(Excerpts of bounding box data)
◆ ◆ ◆ ◆ ◆
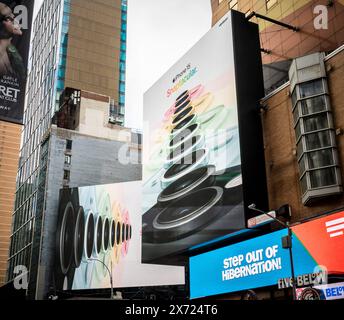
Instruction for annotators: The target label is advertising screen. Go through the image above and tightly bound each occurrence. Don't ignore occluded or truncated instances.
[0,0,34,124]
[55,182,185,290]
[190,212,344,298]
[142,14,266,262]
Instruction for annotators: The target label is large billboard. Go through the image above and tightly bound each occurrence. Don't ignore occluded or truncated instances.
◆ ◆ ◆ ◆ ◆
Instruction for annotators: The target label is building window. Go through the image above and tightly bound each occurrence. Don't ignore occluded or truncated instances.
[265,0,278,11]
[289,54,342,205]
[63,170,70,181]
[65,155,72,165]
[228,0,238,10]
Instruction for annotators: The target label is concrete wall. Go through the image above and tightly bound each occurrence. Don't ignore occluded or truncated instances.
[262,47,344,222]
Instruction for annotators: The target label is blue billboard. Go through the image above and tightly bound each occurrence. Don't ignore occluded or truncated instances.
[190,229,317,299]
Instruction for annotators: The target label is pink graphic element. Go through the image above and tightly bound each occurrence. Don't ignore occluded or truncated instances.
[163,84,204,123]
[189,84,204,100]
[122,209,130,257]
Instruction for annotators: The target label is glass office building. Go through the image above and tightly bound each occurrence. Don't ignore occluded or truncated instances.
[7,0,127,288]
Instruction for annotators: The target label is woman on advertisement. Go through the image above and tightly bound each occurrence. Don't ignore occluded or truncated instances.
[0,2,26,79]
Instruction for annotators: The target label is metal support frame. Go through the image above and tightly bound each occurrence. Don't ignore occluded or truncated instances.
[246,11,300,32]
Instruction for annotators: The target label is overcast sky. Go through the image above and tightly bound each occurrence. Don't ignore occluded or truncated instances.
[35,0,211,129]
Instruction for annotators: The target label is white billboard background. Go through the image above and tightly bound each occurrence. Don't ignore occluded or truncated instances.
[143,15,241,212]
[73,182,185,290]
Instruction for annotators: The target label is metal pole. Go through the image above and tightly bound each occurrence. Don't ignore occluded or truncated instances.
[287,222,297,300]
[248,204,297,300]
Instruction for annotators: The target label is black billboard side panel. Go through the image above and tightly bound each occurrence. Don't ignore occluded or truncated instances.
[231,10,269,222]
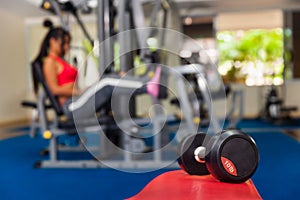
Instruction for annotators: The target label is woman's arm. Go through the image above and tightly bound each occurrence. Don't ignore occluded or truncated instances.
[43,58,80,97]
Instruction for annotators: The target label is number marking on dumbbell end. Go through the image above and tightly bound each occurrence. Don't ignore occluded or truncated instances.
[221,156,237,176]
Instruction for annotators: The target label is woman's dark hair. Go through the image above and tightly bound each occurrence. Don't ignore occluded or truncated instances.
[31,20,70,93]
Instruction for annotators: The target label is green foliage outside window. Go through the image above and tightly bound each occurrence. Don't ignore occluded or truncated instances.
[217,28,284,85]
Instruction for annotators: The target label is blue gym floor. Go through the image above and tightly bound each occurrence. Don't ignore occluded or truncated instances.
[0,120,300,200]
◆ ◆ ◆ ◆ ◆
Written exercise: Quote, word for word, the stretch of the records from the line containing "Instruction for annotators: The target label is white" through the line containing "[231,10,269,222]", both of those lines included.

Solved problem:
Instruction for annotators: The target label is white billboard background. Go through the image above and tightly bound each occurrence. Don't ignore occluded or truncated instances.
[143,15,241,212]
[73,182,185,290]
Instruction for annotators: The target label is metal pole. Go through the image above and tightly bound each occurrence. Don't ignore occluded or truncated instances.
[287,222,297,300]
[248,204,297,300]
Instruction for annotators: The target label is black billboard side panel. Go through the image above and tightly bound each occurrence. Don't ignore occluded or truncated instances.
[231,10,269,222]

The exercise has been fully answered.